Please pull out every line in the records below that contains the word "face", copying each one in full. Case counts, so a line matches only when the word appears with the same capitalization.

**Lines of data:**
________________________________________
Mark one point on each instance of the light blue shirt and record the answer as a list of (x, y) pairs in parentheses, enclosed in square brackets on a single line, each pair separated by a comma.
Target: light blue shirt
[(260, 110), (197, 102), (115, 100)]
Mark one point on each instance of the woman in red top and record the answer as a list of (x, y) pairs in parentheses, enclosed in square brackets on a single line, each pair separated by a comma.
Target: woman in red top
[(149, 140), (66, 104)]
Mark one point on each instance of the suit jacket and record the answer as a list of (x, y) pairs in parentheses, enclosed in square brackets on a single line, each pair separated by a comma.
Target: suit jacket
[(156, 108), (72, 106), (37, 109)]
________________________________________
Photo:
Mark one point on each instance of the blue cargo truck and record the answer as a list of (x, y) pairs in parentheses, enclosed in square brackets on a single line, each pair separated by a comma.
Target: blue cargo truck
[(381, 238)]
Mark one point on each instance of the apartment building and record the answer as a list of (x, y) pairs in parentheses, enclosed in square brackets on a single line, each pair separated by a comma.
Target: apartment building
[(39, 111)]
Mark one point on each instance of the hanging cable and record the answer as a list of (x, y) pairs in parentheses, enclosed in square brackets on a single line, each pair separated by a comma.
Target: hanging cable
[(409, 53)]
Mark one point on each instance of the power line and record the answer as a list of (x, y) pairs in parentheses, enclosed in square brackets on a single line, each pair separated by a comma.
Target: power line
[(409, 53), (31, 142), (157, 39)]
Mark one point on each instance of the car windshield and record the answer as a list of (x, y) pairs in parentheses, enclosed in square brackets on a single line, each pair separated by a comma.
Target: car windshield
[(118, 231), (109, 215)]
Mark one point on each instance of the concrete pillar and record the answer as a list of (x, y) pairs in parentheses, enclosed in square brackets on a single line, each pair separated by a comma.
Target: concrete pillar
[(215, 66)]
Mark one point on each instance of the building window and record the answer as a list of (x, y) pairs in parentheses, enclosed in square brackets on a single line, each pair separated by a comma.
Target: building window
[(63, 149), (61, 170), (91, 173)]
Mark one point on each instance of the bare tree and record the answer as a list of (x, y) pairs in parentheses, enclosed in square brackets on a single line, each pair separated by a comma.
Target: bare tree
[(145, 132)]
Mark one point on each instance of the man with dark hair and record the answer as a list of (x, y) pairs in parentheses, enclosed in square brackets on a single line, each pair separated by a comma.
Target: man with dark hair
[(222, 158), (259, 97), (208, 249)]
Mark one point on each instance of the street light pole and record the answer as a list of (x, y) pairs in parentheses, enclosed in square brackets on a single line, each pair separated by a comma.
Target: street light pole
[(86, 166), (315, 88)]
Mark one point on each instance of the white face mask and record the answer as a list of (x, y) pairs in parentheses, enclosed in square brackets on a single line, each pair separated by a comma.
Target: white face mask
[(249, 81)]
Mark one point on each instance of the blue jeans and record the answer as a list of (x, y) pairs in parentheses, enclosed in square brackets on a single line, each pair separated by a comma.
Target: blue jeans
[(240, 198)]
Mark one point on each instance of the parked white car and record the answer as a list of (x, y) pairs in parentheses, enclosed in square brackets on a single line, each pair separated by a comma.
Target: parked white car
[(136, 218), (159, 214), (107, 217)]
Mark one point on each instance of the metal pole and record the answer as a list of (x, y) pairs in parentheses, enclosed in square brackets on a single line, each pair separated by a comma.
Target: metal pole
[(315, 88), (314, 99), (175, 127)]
________________________________________
**Correct output:**
Mark one point on each instance of the white face mask and record the answer as a list of (x, y) pairs in parentheses, enclosed in square brackets on a single line, each pair separated by a comma.
Target: white face mask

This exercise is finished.